* Things to do
[1] Answer each question using the description of The Immense Regression.
(a) In what year did Nietzsche state that his philosophy should "begin not with astonishment, but with dread"?
(b) In which work did Félix Guattari predict that "barbaric implosion is by no means out of the question"?
(c) Under what name had Heidegger apprehended the contours of the "Anthropocene event"?
[2] Carry on writing the description of The Immense Regression, starting after its final sentence, "But what is caring?"

* Selected excerpt
★ ★ ★ ★ ★
Bernard Stiegler, translated by Daniel Ross

The Immense Regression

What is Called Caring? Vol 1.

Pensées soignées

€30.00

Did we really understand Friedrich Nietzsche when, in 1879, he stated that his philosophy should “begin not with astonishment, but with dread”? Did we comprehend Félix Guattari when, in 1989, he predicted in The Three Ecologies that “barbaric implosion is by no means out of the question” (pointing out in the same work the dangerousness of a businessman named Donald Trump)? Have we grasped the implications of what Gilles Deleuze theorized three years before the launch of the World Wide Web as the advent of control societies?

Now that the “Anthropocene event“ (whose contours Heidegger had apprehended under the name of Gestell), the post-truth ordeal, the despair it arouses and everything that constitutes the immense regression underway are overwhelming everyone, it seems that thought in all its forms is absolutely helpless. It's too late. And this time, the delay would be fatal to humanity—and, beyond that, to all forms of life. But it is never too late to heal. And if thought is helpless, it’s because it has ceased to think of itself as care: as bandaging. But what is caring?
★ ★ ★ ★ ★
* Provided material
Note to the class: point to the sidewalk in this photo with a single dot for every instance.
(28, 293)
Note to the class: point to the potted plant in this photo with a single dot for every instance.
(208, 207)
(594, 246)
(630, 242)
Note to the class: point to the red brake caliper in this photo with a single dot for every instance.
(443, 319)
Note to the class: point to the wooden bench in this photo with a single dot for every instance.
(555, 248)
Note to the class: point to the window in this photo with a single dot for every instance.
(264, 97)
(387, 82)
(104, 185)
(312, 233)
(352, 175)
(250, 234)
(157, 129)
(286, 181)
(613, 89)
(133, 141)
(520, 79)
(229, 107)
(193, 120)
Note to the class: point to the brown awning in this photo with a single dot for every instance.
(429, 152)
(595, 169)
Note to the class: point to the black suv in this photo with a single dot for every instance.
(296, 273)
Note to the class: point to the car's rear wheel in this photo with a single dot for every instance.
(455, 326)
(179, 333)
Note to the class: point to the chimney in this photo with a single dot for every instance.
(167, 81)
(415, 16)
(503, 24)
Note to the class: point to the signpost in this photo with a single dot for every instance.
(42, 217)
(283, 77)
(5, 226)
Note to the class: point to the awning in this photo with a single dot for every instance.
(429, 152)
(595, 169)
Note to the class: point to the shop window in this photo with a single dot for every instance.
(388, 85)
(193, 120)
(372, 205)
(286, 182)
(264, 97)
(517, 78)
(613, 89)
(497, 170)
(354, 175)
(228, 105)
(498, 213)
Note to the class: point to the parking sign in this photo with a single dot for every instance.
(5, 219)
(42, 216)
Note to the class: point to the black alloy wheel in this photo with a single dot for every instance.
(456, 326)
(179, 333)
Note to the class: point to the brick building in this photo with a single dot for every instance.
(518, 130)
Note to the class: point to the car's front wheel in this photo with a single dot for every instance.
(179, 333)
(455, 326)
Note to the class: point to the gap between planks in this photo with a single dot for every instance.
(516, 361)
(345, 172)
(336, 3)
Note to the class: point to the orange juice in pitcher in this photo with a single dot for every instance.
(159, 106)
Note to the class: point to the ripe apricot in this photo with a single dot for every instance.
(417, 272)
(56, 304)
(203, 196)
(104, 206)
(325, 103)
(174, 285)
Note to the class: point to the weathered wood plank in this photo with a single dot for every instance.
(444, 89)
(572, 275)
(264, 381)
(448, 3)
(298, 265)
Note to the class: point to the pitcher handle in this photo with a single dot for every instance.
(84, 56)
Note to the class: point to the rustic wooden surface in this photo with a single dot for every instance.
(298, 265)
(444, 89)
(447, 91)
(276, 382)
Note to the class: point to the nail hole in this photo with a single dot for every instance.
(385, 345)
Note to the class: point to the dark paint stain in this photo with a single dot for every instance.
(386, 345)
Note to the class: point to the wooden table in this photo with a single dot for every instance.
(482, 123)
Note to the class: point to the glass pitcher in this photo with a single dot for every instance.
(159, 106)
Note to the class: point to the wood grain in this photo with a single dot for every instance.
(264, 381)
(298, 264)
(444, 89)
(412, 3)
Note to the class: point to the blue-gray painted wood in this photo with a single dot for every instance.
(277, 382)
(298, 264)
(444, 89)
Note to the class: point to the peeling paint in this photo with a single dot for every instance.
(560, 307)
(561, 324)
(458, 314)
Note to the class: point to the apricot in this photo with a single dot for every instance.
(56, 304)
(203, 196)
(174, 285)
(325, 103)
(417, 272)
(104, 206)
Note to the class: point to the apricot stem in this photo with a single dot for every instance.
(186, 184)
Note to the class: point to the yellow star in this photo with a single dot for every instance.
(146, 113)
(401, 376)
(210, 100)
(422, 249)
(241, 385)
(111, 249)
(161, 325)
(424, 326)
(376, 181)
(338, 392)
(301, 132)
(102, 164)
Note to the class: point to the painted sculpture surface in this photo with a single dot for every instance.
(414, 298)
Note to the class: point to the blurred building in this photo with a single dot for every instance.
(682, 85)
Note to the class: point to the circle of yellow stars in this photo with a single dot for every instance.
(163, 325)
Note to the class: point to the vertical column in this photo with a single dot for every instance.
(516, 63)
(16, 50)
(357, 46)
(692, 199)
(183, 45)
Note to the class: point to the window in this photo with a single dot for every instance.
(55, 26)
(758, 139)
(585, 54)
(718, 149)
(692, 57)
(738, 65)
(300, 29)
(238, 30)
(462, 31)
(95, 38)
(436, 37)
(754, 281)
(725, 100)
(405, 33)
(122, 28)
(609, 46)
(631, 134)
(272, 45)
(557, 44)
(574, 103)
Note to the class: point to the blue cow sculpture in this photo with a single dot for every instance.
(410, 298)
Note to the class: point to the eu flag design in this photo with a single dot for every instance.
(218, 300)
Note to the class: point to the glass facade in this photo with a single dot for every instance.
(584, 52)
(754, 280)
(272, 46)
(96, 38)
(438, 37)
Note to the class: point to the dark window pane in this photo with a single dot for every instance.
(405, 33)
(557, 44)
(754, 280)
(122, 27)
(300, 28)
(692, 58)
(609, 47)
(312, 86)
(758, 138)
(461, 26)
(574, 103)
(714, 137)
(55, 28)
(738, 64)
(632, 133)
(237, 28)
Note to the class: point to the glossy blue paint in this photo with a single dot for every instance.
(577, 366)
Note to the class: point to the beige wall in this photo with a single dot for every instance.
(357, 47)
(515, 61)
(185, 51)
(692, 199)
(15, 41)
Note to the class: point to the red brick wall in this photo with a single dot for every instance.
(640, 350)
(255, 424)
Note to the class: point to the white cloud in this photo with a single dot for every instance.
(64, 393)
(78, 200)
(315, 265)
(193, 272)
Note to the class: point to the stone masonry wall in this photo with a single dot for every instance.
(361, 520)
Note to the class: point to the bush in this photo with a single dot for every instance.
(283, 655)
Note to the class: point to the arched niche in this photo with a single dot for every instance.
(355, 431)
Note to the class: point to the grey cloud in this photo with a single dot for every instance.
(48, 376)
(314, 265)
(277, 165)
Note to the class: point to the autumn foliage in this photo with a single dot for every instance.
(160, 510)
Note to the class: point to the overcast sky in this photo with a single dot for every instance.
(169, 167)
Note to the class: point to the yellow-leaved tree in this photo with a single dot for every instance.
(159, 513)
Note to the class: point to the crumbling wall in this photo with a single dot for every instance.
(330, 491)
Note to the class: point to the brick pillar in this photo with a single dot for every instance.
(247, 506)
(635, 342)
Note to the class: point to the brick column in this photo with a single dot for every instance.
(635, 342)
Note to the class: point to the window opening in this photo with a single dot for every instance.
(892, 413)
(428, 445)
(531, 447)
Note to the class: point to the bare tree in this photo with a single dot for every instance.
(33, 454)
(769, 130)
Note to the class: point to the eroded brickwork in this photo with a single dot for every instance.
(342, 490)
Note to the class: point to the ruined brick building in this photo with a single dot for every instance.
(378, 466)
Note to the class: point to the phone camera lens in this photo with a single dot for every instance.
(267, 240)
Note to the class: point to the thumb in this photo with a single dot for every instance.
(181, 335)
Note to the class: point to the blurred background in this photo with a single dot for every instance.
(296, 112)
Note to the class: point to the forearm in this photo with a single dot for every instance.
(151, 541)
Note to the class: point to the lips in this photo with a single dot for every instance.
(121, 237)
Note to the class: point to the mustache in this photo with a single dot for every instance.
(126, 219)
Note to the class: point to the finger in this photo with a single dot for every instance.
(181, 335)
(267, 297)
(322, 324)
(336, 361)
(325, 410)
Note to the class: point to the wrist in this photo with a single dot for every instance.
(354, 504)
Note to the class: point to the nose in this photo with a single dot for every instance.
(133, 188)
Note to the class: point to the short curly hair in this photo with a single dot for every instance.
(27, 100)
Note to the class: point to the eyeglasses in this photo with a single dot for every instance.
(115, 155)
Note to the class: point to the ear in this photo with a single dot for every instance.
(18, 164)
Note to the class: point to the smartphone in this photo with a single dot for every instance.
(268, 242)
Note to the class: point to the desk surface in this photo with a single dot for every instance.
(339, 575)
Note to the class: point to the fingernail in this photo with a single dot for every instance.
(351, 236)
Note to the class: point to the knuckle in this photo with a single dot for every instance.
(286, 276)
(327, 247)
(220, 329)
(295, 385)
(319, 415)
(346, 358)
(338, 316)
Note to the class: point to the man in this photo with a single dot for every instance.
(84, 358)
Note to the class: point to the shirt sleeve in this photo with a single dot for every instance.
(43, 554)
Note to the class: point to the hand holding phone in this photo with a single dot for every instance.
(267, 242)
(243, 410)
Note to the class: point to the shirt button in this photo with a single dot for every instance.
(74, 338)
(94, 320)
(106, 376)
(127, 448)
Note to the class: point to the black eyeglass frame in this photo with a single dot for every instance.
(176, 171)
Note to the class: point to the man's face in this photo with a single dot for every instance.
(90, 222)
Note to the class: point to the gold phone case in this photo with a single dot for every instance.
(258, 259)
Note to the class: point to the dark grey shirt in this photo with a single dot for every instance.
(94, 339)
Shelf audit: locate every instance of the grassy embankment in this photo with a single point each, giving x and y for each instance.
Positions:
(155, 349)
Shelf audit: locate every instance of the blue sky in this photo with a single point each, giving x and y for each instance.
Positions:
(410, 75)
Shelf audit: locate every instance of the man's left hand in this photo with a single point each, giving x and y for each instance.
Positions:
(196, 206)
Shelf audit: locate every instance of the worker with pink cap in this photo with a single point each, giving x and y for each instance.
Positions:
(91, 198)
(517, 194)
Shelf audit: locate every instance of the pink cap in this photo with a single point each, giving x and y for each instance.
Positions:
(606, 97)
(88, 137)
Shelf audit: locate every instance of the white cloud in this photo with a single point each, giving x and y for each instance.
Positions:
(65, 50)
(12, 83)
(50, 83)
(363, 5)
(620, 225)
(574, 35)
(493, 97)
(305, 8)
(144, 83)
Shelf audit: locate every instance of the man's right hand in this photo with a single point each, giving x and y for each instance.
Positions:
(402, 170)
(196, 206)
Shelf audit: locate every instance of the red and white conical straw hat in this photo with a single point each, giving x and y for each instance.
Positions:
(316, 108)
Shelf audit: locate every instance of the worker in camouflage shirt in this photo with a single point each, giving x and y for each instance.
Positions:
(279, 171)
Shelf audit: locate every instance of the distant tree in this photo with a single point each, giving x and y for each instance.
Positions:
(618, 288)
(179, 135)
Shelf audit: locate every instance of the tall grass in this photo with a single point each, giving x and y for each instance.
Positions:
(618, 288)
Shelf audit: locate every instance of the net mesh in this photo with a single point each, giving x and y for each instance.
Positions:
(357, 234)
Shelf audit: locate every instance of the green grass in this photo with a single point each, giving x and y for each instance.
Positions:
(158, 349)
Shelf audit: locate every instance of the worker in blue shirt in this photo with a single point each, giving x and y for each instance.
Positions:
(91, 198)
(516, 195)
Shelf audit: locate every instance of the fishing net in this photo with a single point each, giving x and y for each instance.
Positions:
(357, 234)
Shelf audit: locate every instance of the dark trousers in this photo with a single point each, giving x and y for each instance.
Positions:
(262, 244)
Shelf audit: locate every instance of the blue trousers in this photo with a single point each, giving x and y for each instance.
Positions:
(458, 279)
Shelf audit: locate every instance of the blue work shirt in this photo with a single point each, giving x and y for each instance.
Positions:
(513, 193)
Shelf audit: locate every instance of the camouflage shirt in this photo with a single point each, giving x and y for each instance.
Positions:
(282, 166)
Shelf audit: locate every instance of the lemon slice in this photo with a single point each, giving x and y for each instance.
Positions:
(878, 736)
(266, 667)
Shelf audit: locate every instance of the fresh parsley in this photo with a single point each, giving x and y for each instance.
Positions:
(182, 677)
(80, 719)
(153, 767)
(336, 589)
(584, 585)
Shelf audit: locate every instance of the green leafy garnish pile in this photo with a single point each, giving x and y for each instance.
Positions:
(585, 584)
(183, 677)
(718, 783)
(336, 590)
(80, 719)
★ ★ ★ ★ ★
* Expected answers
[1]
(a) 1879
(b) The Three Ecologies
(c) Gestell

[2]
In the first of his two-volume magnum opus What Is Called Caring?, Bernard Stiegler takes up the existential question care as a central mode of thought in the Anthropocene; masterfully rendered by his long-time friend and translator Daniel Ross, The Immense Regression is Stiegler’s most urgent and timely philosophical provocation.

The second volume of What Is Called Caring?, entitled The Lesson of Greta Thunberg, is forthcoming in 2025. Both works are part of Pensées soignées, K. Verlag's new series of works-in-translation dedicated to relaying how intellectuals and activists in the non-Anglophone world are thinking about care and caring about thought. By proliferating new concepts, models, and tools, the series aims to address the tragedies of our diminished and imperiled historical moment.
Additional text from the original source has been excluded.